BEGIN GIVEN RECORDS

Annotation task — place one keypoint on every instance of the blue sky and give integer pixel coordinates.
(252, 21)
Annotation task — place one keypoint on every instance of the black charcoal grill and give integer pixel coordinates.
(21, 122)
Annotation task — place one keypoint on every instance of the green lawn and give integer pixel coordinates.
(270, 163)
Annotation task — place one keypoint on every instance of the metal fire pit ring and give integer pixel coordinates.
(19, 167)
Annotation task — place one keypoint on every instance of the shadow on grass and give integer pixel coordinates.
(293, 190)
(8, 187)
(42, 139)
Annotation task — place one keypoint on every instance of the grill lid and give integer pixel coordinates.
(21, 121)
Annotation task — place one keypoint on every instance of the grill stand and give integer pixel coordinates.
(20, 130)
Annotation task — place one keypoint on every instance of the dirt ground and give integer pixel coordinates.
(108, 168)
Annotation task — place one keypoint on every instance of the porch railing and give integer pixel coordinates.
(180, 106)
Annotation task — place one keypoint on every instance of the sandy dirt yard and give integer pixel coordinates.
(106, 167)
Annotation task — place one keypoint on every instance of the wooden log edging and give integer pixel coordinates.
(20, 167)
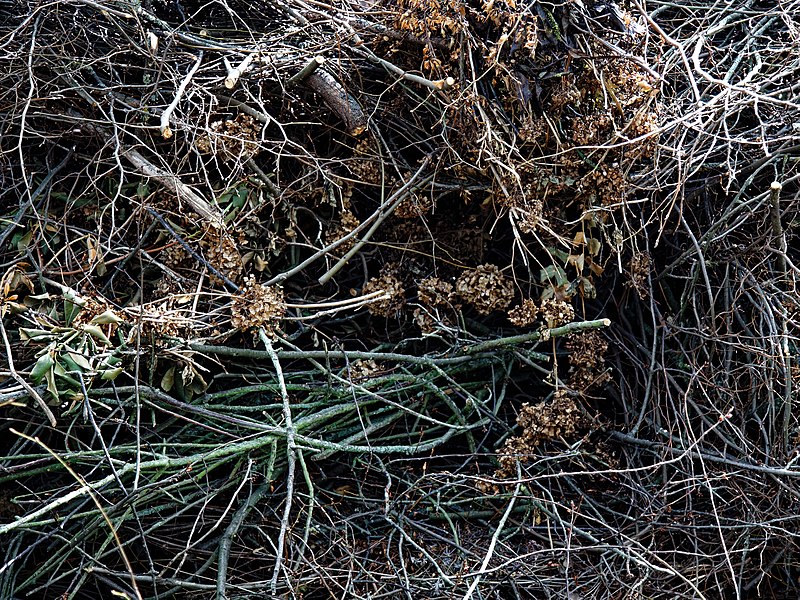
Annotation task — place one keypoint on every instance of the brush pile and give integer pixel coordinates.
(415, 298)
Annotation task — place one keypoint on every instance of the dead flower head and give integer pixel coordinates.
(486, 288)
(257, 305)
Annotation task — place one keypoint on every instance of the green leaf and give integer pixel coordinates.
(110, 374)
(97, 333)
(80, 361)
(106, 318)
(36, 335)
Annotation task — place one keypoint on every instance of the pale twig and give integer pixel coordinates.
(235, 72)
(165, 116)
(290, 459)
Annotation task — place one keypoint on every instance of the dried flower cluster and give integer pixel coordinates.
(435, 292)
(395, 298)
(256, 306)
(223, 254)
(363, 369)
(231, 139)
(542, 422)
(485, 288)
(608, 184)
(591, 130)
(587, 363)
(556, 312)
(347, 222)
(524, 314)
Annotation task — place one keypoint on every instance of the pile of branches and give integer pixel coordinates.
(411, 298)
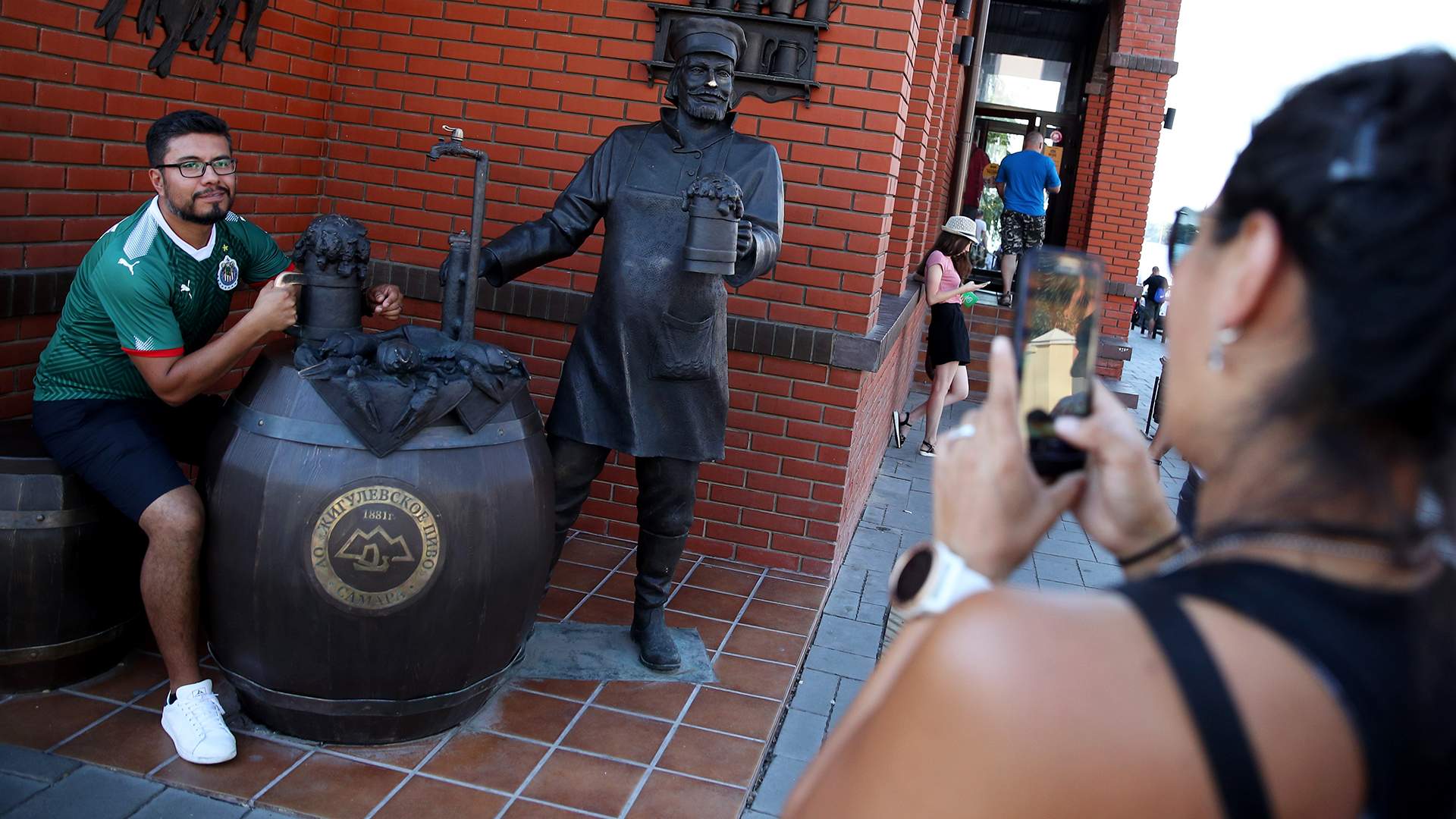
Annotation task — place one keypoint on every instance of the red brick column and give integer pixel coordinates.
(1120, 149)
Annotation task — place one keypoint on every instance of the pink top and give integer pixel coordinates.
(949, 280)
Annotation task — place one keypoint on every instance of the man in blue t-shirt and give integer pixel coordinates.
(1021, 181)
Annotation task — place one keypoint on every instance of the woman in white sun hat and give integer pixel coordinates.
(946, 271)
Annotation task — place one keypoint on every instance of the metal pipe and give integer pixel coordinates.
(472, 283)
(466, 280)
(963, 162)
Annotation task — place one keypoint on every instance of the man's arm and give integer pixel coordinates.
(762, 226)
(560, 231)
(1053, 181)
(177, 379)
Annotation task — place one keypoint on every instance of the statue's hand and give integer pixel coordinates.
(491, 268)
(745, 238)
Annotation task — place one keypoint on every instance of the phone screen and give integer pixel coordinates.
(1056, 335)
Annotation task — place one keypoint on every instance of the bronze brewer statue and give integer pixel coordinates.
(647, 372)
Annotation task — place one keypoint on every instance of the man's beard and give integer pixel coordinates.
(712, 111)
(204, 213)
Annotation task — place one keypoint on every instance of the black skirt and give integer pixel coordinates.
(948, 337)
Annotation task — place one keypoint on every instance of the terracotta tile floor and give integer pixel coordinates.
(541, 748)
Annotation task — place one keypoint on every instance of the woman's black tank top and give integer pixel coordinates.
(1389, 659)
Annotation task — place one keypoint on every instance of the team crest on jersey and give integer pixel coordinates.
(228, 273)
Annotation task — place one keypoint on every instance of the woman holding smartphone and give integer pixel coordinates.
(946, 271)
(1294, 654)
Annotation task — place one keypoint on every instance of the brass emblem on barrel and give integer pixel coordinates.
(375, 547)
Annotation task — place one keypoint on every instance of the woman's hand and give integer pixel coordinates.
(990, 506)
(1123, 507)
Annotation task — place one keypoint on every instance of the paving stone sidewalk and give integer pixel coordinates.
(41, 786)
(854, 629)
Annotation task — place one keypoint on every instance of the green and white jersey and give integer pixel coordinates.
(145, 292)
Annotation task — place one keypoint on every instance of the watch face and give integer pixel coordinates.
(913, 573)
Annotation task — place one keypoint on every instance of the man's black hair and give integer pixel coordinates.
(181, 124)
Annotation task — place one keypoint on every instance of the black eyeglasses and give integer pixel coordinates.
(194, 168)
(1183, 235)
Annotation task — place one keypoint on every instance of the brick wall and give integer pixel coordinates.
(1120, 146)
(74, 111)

END GIVEN RECORDS

== SHORT TASK ==
Rewrite every one of the records above with "integer pixel coordinates" swapped for "whole-number pixel coordinates" and nothing else changed, leaving the pictures out of your answer.

== SOLUTION ==
Annotation task — place one keypoint on every instance of the blue sky and give whole-number pixel coordinates.
(252, 21)
Annotation task — place one keypoint on every instance of the black charcoal grill and give whole-number pixel coordinates.
(21, 122)
Annotation task — place one keypoint on every instance of the green lawn and give whole-number pixel coordinates.
(270, 163)
Annotation task — place one keypoint on every instance of the metal fire pit ring and give whole-number pixel coordinates.
(19, 167)
Annotation task — place one keypoint on every instance of the shadow on grass and give whole-number pixel coordinates.
(293, 190)
(8, 187)
(42, 139)
Annotation task — place one keypoint on every instance of the grill lid and give whole-number pixel coordinates.
(21, 121)
Annotation task — place one keypoint on every instance of the grill stand and give whole-number pixel coordinates.
(20, 130)
Annotation task — place one keypoint on every instance of the dirt ground and give whole-number pixel coordinates.
(108, 168)
Annotation task — place one keypoint on every instance of the porch railing and give whole-number pixel coordinates.
(180, 106)
Annotation task — place one keypoint on every instance of the sandy dirt yard and give whole-number pixel coordinates.
(106, 167)
Annotation task — place one keypoint on every instance of the wooden log edging and give whole-number pixel coordinates.
(20, 167)
Annotation task — place one keypoint on every instance of the brush pile and give whole-number pixel coordinates.
(415, 298)
Annotation task — place one keypoint on every instance of the dead flower head and give whole-number pixel coordinates.
(486, 288)
(257, 305)
Annotation task — place one keypoint on every instance of the green leaf and give whole-number pixel coordinates.
(110, 374)
(97, 333)
(80, 361)
(106, 318)
(36, 335)
Annotation task — place one keypoint on every instance of the pale twig and give whole-number pixel coordinates.
(235, 72)
(165, 116)
(290, 459)
Annotation task — place one keypoint on every instance of the dried flower cluster and give whole-number pixel coordinates.
(435, 292)
(395, 298)
(256, 306)
(223, 254)
(363, 369)
(231, 139)
(542, 422)
(485, 288)
(608, 184)
(591, 130)
(587, 363)
(556, 312)
(347, 222)
(524, 314)
Annotation task — place one keypoint on every instance of the pile of branches and give whole-number pixel coordinates.
(411, 298)
Annotation task — place one keypoint on every instance of the red brick column and give whole-number pixel coordinates.
(1120, 149)
Annotation task — place one keypoint on every instance of the pink top and give whole-number pixel coordinates.
(949, 280)
Annotation task — place one keypoint on every instance of the man in blue t-shirt and give whole-number pixel coordinates.
(1021, 181)
Annotation task — place one keypoint on every instance of the woman in white sun hat and give whole-number pixel coordinates.
(946, 271)
Annotation task — place one keypoint on every instance of the metal pipe and give whole-number pixel coordinates.
(472, 283)
(466, 280)
(963, 162)
Annotation task — place one keypoint on every instance of the man's arm and give whole-number pixel coordinates.
(762, 226)
(560, 231)
(1053, 181)
(177, 379)
Annotation task — place one keypoint on every instance of the statue's hand and give whole-number pixel coordinates.
(491, 268)
(745, 238)
Annotation task — place one keypoint on every instance of the phone screen and give whole-number pixel coordinates.
(1056, 335)
Annotation task — place one keypoint on every instance of the bronze brewer statue and give whole-number pixel coordinates.
(647, 372)
Annotation task — place one keypoint on every instance of the man's beard and give whole-number pixel coordinates.
(712, 111)
(204, 213)
Annotation task — place one keypoint on every instance of the black skirt and give whole-number pixel coordinates.
(948, 337)
Annotation task — place one keypoint on every instance of the terracotta tile floor and give whole-number pixel coordinates.
(541, 748)
Annotation task — place one keypoint on every instance of the woman's black tank top and give whole-number pixel coordinates.
(1389, 659)
Annotation task — place one keypoint on every instance of the team crest on jersey and give whole-number pixel coordinates.
(228, 273)
Annotation task — place one keypoint on every instance of the woman holding smartphone and give whole-number pixel coordinates.
(946, 271)
(1294, 654)
Annotation task — place one keypoint on every instance of the brass emblem on barrel and give whole-number pixel coordinates.
(375, 547)
Annotation task — place one keypoint on every instance of the woman's hand and give whole-number pixel coordinates.
(990, 506)
(1123, 507)
Annotation task — place one keypoint on every instance of the paving stone sidewalk and give whole-number pixel coordinates.
(41, 786)
(854, 629)
Annotation task — place one keypoint on every instance of the green and white jersey and give whole-number pixel coordinates.
(145, 292)
Annotation task — place one keypoint on every instance of the watch face and give whole-number pixel coordinates.
(913, 573)
Annotation task — place one keypoint on every instance of the man's black hair and give whole-number pixel coordinates.
(181, 124)
Annotation task — place one keypoint on every instance of the black eyeglasses and give whole-number pixel coordinates.
(194, 168)
(1183, 235)
Annotation task — place one keypoint on every instance of the brick wall and give whole-number pixel coordinates.
(1120, 146)
(74, 111)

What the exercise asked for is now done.